Transcribe the data that follows without changing a word, and omit the pictures.

*** Entries shown ***

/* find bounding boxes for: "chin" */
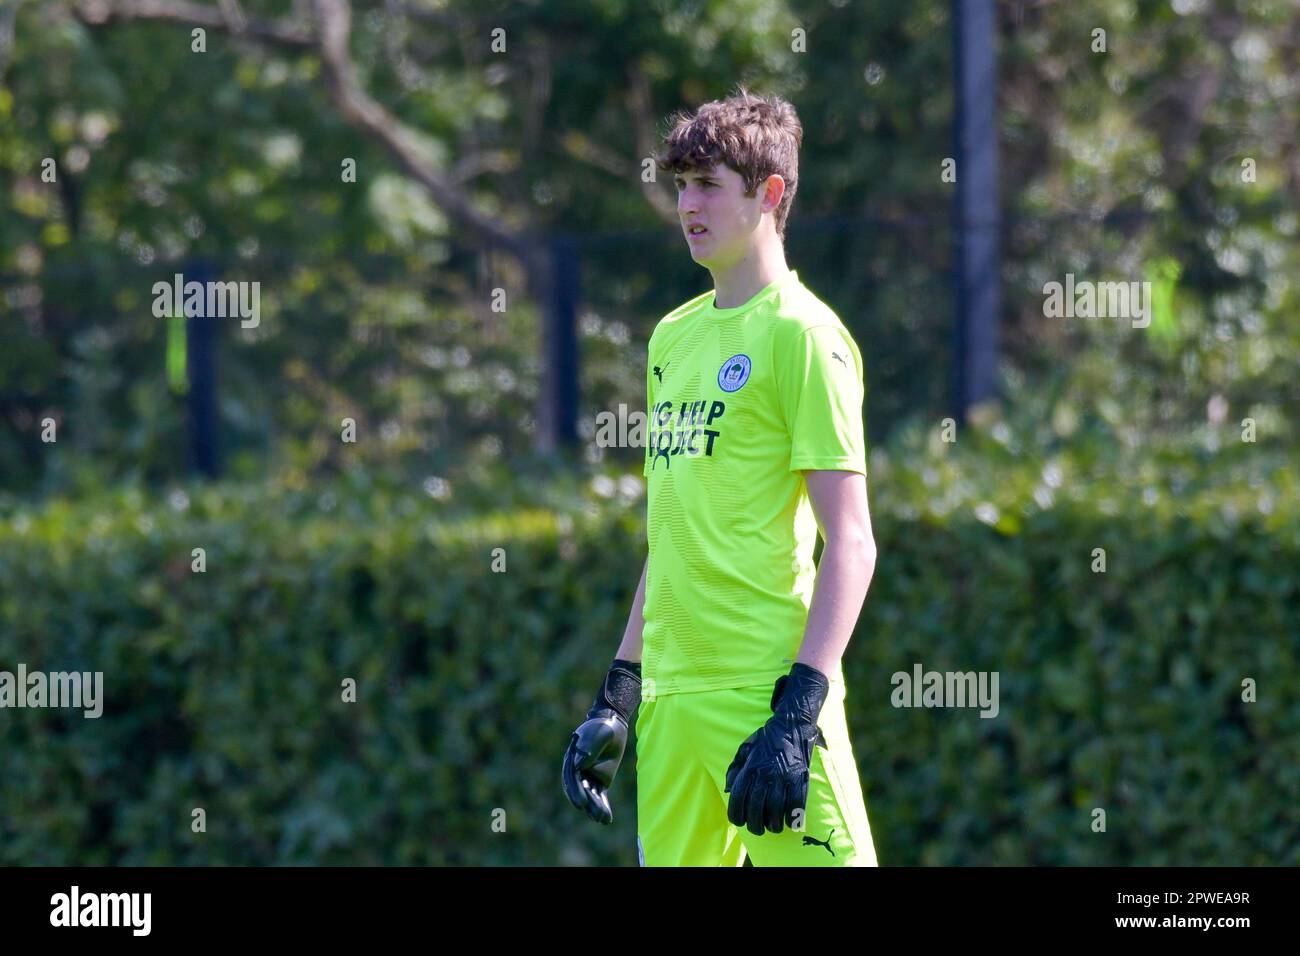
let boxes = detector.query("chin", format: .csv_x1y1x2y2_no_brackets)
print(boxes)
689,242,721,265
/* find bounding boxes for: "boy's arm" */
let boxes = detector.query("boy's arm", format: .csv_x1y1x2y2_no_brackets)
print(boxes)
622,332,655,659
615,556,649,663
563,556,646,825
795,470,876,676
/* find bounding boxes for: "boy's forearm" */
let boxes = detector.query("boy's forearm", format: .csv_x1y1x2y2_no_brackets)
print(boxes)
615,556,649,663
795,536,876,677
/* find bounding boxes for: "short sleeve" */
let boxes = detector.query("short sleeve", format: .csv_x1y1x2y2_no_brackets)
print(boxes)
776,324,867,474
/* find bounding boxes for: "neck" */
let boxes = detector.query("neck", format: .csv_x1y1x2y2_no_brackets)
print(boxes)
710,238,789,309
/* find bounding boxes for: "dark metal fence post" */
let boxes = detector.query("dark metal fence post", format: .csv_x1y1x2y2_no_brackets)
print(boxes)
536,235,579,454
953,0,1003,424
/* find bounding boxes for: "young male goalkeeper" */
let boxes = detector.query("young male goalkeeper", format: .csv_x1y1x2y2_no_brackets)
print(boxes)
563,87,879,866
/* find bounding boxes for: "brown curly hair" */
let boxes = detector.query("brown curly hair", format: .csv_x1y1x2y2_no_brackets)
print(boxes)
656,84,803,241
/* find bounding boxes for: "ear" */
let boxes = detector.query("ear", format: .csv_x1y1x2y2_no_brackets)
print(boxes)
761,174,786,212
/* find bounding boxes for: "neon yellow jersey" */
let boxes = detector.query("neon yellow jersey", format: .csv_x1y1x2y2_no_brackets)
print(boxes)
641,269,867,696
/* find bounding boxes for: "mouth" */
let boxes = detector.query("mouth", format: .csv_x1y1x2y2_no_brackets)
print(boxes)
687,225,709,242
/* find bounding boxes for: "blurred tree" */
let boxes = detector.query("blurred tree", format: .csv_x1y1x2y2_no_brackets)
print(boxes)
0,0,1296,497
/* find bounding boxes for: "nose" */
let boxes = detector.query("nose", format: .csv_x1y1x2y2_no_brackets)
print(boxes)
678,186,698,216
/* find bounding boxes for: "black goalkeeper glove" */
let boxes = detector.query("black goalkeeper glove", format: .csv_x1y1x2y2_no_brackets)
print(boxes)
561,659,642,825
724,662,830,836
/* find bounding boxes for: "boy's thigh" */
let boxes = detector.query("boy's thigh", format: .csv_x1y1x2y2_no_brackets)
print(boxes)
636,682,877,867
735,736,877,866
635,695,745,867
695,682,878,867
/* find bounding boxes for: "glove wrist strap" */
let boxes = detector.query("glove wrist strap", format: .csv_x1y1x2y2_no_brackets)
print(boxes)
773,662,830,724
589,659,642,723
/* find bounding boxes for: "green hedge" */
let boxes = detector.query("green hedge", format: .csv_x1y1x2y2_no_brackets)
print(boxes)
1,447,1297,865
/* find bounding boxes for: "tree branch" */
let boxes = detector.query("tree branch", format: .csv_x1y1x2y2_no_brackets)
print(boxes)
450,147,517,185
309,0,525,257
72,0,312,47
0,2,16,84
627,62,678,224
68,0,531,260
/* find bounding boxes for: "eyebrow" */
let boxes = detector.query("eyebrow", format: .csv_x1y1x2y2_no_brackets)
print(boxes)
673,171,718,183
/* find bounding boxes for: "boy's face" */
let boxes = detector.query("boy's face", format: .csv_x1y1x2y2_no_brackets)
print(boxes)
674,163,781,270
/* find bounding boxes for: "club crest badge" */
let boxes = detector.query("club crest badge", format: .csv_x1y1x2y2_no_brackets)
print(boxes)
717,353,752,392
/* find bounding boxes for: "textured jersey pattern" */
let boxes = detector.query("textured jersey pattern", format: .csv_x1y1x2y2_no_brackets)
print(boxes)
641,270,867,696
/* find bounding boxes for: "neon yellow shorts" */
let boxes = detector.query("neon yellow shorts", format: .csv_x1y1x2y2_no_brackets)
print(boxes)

***

(Solution to the exercise):
/* find bounding boxes for: "chin" */
let boxes = detector.query("chin", format: .csv_x1y1x2y2_no_brackets)
print(boxes)
689,242,721,265
/* find bounding boxes for: "boy's arm" */
let boxes = detector.query("boy's arm", format: .csv_x1y1x2y2_no_brackets)
print(boxes)
622,332,655,659
615,556,649,663
563,556,646,825
795,470,876,676
/* find bounding boxes for: "boy's forearm" */
let boxes = detector.query("boy's forearm", format: .csv_x1y1x2y2_no_brackets)
print(boxes)
615,556,649,663
795,536,876,677
/* find bounding boxes for: "short sleeve" */
let boxes = detector.query("short sleeve", format: .csv_x1y1x2y2_no_brackets)
print(boxes)
776,324,867,474
/* find bounding boxes for: "neck" */
let boxes = detector.query("neck", format: .csv_x1y1x2y2_no_brackets)
print(boxes)
710,238,789,309
/* find bounding boxes for: "dark metal fence post" */
let boxes = detector.query("dark metal fence post", format: .csv_x1y1x2y2_no_brackets)
print(boxes)
536,235,579,454
953,0,1003,424
/* find bounding boxes for: "young male goalkeeper" */
let boxes = detector.query("young male goalkeeper", format: .csv_x1y1x2y2_no_brackets)
print(boxes)
563,87,879,866
/* find bounding boxes for: "brown curly hair" */
let boxes = detector.query("brown curly hair", format: .csv_x1y1x2y2_no_brackets)
print(boxes)
656,84,803,241
/* find bounding boxes for: "ear" */
let boxes = detector.query("ear", format: .csv_x1y1x2y2_no_brackets)
print(boxes)
761,174,786,212
/* find bounding boxes for: "neon yellow jersey" */
let boxes = detector.query("neon yellow jersey", format: .csv_x1y1x2y2_no_brackets)
print(boxes)
641,269,867,696
/* find bounding boxes for: "mouth" */
let boxes = detector.query("mouth", format: .csv_x1y1x2y2_no_brackets)
print(boxes)
687,225,709,242
/* find bounding boxes for: "blurred tree" */
let boxes = detector.query("blurred tree", format: .csv_x1y1x2y2_no_brackets)
print(boxes)
0,0,1296,497
/* find bounding boxes for: "nose" */
let boxes = detector.query("nose", format: .csv_x1y1x2y2_no_brackets)
print(boxes)
678,186,698,216
/* find bounding boxes for: "black goalkeeper glove" */
let boxes = detector.query("black goalkeeper glove", format: .csv_x1y1x2y2_no_brackets)
print(boxes)
561,659,642,825
724,662,830,836
/* find bounding boxes for: "boy's thigh" */
let boxes = detector.query("boy's thigh", format: .csv_x1y1x2y2_no_brackets)
print(boxes)
636,682,877,867
735,736,877,866
635,695,745,867
695,682,878,867
/* find bounding boxes for: "glove wrist strap" */
let boxes = detector.query("glove wrist strap", format: .csv_x1y1x2y2_no_brackets)
print(boxes)
773,662,830,724
589,659,642,723
/* find bounding boxes for: "green hedge" */
let boxes = detector.query("green hedge", format: .csv_x1y1x2y2_no_brackets)
print(boxes)
1,447,1297,865
/* find bounding boxes for: "tree branch" */
let boxes = detector.query("tree branch", format: .csv_x1y1x2y2_no_brackets)
print(boxes)
450,147,517,185
309,0,525,257
72,0,312,47
0,2,16,84
627,62,678,224
68,0,531,260
/* find bounding boxes for: "eyebrow" */
let boxes = detector.query("eyebrow", format: .csv_x1y1x2y2_no_brackets)
print(boxes)
673,171,718,183
/* find bounding boxes for: "boy's face" */
let boxes = detector.query("boy's face", format: .csv_x1y1x2y2_no_brackets)
print(boxes)
674,163,781,270
/* find bounding boxes for: "club crest badge" */
let boxes = detector.query("club crest badge", format: .csv_x1y1x2y2_no_brackets)
print(boxes)
717,353,752,392
/* find bounding boxes for: "textured jersey pattern" */
let boxes = detector.query("textured jersey pattern", format: .csv_x1y1x2y2_no_brackets)
print(boxes)
641,270,867,696
/* find bounding boxes for: "neon yellow shorts" */
let boxes = detector.query("neon yellow shorts", format: .csv_x1y1x2y2_no_brackets)
print(boxes)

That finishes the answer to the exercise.